-- BEGIN --

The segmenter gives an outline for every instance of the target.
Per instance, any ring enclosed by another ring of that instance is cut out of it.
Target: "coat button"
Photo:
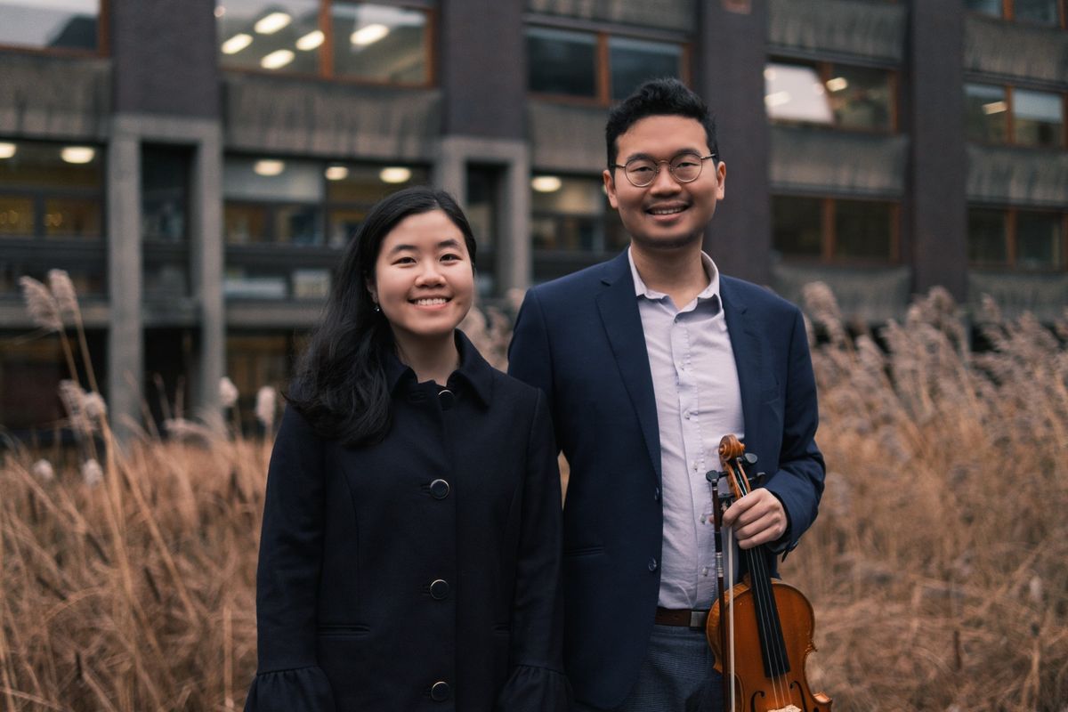
[[[430,584],[430,598],[435,601],[440,601],[442,599],[449,598],[449,582],[442,579],[438,579],[433,584]]]
[[[449,389],[441,389],[438,391],[438,402],[441,404],[441,410],[449,410],[456,402],[456,396]]]
[[[443,479],[435,479],[430,482],[430,496],[435,500],[444,500],[449,496],[449,482]]]
[[[449,695],[452,694],[452,690],[449,689],[449,683],[444,681],[435,682],[430,687],[430,699],[435,702],[443,702],[449,699]]]

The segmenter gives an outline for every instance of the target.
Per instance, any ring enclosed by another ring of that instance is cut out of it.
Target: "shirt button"
[[[449,598],[449,582],[442,579],[438,579],[430,584],[430,598],[435,601],[441,601]]]
[[[435,500],[444,500],[449,496],[449,482],[443,479],[435,479],[430,482],[430,496]]]
[[[443,680],[435,682],[430,687],[430,699],[435,702],[443,702],[449,699],[449,695],[452,694],[452,690],[449,689],[449,683]]]
[[[441,410],[449,410],[456,402],[456,396],[449,389],[441,389],[438,391],[438,402],[441,404]]]

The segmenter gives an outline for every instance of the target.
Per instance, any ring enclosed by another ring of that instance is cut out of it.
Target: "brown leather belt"
[[[657,606],[656,622],[658,626],[678,626],[680,628],[703,629],[708,619],[707,611],[691,608],[661,608]]]

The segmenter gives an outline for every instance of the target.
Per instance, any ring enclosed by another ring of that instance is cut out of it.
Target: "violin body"
[[[757,611],[753,590],[749,585],[749,575],[743,582],[732,586],[723,594],[727,614],[734,608],[736,640],[758,639]],[[767,677],[759,646],[735,647],[735,685],[736,705],[739,707],[726,712],[779,712],[797,710],[798,712],[831,712],[831,698],[823,693],[813,693],[805,678],[804,663],[808,653],[816,649],[812,634],[815,628],[815,616],[812,603],[800,590],[781,581],[771,581],[771,590],[775,599],[775,607],[783,622],[783,642],[789,659],[790,669],[772,678]],[[722,649],[720,640],[720,602],[717,601],[708,612],[708,622],[705,634],[708,645],[716,653],[716,670],[723,675],[723,684],[727,684],[724,661],[727,653]],[[791,707],[792,706],[792,707]]]

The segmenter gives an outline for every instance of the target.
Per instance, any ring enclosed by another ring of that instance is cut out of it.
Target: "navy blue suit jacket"
[[[804,321],[795,305],[741,280],[722,276],[720,292],[745,448],[786,508],[792,548],[816,518],[823,489]],[[570,464],[565,671],[576,699],[613,708],[648,645],[663,528],[656,397],[627,253],[528,291],[508,358],[509,374],[548,396]]]

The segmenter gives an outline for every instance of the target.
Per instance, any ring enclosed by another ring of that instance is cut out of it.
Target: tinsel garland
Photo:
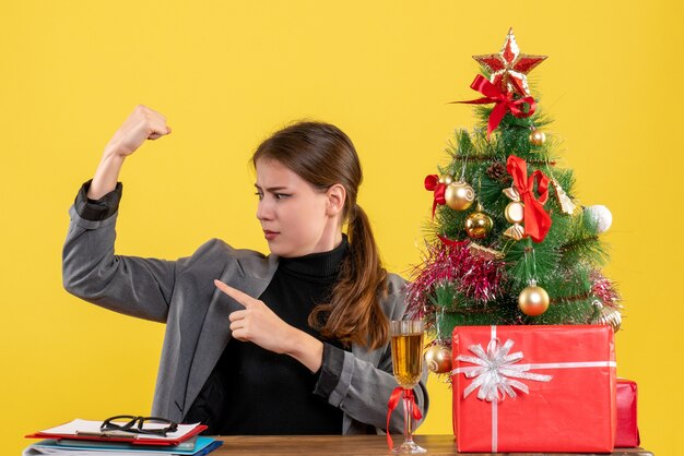
[[[425,260],[411,273],[406,287],[409,313],[422,319],[432,307],[431,296],[441,284],[449,284],[462,296],[483,304],[494,301],[504,292],[505,263],[473,255],[468,245],[427,244]]]

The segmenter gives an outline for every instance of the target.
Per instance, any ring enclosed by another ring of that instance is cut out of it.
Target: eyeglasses
[[[115,421],[126,421],[115,422]],[[135,427],[135,423],[138,425]],[[161,425],[161,427],[160,427]],[[166,418],[156,417],[133,417],[131,415],[119,415],[117,417],[107,418],[99,427],[101,431],[123,431],[134,434],[152,434],[166,436],[169,432],[178,430],[178,423],[167,420]]]

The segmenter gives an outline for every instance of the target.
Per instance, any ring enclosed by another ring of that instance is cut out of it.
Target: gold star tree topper
[[[502,92],[512,92],[526,97],[530,95],[527,74],[543,62],[546,57],[520,53],[511,27],[499,53],[473,56],[473,59],[490,73],[490,82],[499,87]]]

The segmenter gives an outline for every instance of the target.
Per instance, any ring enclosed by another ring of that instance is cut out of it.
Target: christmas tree
[[[483,74],[471,88],[483,97],[453,103],[475,105],[480,125],[457,130],[448,165],[425,178],[433,218],[409,301],[434,336],[434,372],[450,370],[457,325],[620,328],[620,296],[601,273],[611,214],[574,197],[573,171],[557,166],[558,142],[528,85],[545,58],[521,53],[512,29],[500,52],[474,56]]]

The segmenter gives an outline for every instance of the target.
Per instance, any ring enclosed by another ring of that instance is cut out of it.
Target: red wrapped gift
[[[610,326],[457,326],[452,352],[459,452],[613,451]]]
[[[617,409],[617,430],[615,447],[629,448],[639,446],[639,428],[637,427],[637,384],[632,380],[617,379],[615,395]]]

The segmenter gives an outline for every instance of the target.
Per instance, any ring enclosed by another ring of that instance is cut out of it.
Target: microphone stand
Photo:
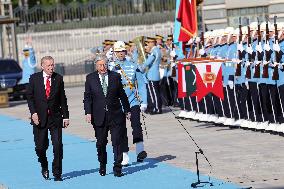
[[[191,184],[191,187],[192,188],[197,188],[197,187],[200,187],[198,185],[200,184],[210,184],[210,186],[214,186],[212,182],[209,182],[209,181],[200,181],[200,175],[199,175],[199,167],[198,167],[198,154],[203,154],[203,151],[201,149],[199,149],[198,152],[195,152],[195,158],[196,158],[196,174],[197,174],[197,182],[194,182]]]

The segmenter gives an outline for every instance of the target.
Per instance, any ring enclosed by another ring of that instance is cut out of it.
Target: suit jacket
[[[108,71],[107,95],[103,93],[103,88],[99,78],[99,73],[93,72],[87,75],[84,93],[85,114],[92,115],[92,124],[103,126],[105,113],[108,111],[111,120],[120,124],[125,119],[124,112],[130,112],[130,105],[121,83],[120,74]]]
[[[50,96],[45,95],[43,72],[30,76],[27,85],[27,101],[31,115],[37,113],[40,120],[40,127],[46,126],[48,111],[55,124],[62,126],[63,119],[69,119],[67,98],[64,90],[63,77],[57,73],[51,76]],[[31,124],[34,125],[33,121]]]

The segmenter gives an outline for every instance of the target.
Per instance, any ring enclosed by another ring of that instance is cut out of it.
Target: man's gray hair
[[[54,62],[54,58],[52,56],[44,56],[40,60],[40,65],[42,65],[46,60],[52,60]]]
[[[105,63],[108,63],[108,59],[106,55],[103,53],[98,53],[95,57],[94,62],[97,63],[98,61],[101,61],[101,60],[104,61]]]

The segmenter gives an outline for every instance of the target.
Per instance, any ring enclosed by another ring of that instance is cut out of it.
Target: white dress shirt
[[[43,71],[43,82],[44,82],[44,88],[46,89],[46,80],[47,80],[47,77],[49,75],[47,75],[44,71]],[[51,86],[51,76],[49,76],[49,83],[50,83],[50,86]]]
[[[49,75],[47,75],[44,71],[43,71],[43,82],[44,82],[44,88],[46,89],[46,81],[47,81],[47,77],[48,77]],[[50,87],[51,87],[51,76],[49,76],[49,83],[50,83]],[[63,122],[64,121],[68,121],[69,119],[63,119]]]
[[[100,78],[100,81],[101,81],[101,85],[103,86],[103,76],[101,74],[99,74],[99,78]],[[108,87],[108,75],[105,74],[105,82],[106,82],[106,85]]]

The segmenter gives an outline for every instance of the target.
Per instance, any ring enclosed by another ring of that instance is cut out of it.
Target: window
[[[247,19],[250,22],[256,22],[259,18],[260,22],[265,21],[265,17],[268,16],[267,7],[249,7],[239,9],[228,9],[228,25],[232,27],[239,26],[239,17],[242,18],[242,25],[247,25]]]

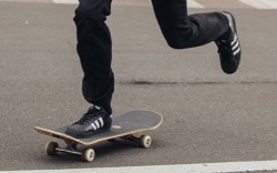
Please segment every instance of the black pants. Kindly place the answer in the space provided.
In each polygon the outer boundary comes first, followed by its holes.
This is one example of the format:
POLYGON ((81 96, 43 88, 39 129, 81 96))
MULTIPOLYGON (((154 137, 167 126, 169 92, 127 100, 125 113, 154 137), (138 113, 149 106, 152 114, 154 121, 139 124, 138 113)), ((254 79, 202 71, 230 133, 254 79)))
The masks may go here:
MULTIPOLYGON (((74 17, 78 53, 84 72, 83 95, 88 102, 103 106, 110 113, 114 75, 111 69, 112 39, 105 20, 111 13, 111 2, 80 0, 74 17)), ((152 0, 152 3, 163 35, 174 49, 206 44, 229 28, 227 18, 220 12, 188 16, 186 0, 152 0)))

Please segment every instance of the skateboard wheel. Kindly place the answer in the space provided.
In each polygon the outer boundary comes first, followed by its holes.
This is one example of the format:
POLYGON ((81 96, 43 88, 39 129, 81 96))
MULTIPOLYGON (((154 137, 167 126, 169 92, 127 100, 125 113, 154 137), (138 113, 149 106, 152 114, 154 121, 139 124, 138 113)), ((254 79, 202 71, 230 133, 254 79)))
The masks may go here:
POLYGON ((152 143, 152 139, 150 135, 142 135, 140 139, 141 146, 144 149, 148 149, 152 143))
POLYGON ((48 155, 55 155, 57 154, 57 147, 59 147, 59 144, 57 142, 49 142, 47 143, 45 151, 48 155))
POLYGON ((95 152, 93 149, 86 149, 83 153, 82 153, 82 159, 86 162, 92 162, 94 160, 95 156, 95 152))

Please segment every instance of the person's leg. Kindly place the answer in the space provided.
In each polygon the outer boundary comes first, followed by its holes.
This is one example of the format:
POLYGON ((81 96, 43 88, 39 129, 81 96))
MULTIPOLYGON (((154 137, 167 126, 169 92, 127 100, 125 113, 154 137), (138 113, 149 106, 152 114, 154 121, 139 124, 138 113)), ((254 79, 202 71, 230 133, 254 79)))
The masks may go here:
POLYGON ((206 44, 229 28, 220 12, 188 16, 186 0, 152 0, 152 3, 161 30, 174 49, 206 44))
POLYGON ((83 95, 92 103, 83 116, 69 125, 66 133, 76 138, 111 129, 111 100, 114 91, 112 39, 105 24, 111 0, 80 0, 75 10, 78 54, 84 72, 83 95))
POLYGON ((111 0, 80 0, 75 10, 78 53, 84 72, 83 95, 112 113, 114 77, 111 69, 112 40, 105 24, 111 0))
POLYGON ((152 0, 156 19, 168 45, 193 48, 215 41, 222 69, 234 73, 240 61, 235 18, 229 12, 187 14, 186 0, 152 0))

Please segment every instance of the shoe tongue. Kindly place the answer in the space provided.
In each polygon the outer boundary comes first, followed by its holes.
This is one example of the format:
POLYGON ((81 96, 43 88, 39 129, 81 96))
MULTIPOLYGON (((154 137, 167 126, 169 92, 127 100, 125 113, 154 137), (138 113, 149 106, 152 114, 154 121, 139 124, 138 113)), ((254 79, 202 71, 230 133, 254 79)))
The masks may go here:
POLYGON ((101 108, 100 106, 98 106, 98 105, 93 105, 93 106, 91 106, 90 109, 89 109, 89 112, 91 112, 91 111, 95 111, 95 110, 101 110, 101 108))

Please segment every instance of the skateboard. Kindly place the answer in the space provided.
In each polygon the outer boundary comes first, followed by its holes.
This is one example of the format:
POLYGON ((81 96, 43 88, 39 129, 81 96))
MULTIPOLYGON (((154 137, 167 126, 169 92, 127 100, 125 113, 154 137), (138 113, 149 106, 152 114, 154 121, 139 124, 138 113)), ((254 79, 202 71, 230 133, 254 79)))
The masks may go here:
POLYGON ((147 134, 135 136, 137 133, 144 133, 157 129, 163 122, 163 116, 158 113, 145 110, 136 110, 124 113, 113 119, 113 125, 110 131, 98 133, 89 138, 74 138, 65 134, 66 126, 55 130, 49 130, 35 126, 34 130, 41 134, 53 136, 65 142, 65 147, 60 147, 57 142, 49 142, 45 145, 48 155, 57 155, 59 152, 81 155, 83 161, 92 162, 95 152, 93 144, 103 141, 113 141, 122 139, 138 143, 140 146, 147 149, 151 146, 152 139, 147 134))

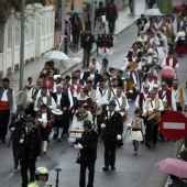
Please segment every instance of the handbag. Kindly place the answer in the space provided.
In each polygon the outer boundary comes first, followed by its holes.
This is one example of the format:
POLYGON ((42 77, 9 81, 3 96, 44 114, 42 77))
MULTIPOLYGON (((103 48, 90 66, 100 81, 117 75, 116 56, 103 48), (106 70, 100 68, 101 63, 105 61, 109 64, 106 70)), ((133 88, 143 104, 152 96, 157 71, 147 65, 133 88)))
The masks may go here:
POLYGON ((80 164, 80 151, 78 152, 77 161, 75 163, 80 164))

-- END --

Exercise objective - Show every line from the items above that contains the word "button". Case counts.

Reply to the exercise -
Target: "coat button"
Target: "shirt button"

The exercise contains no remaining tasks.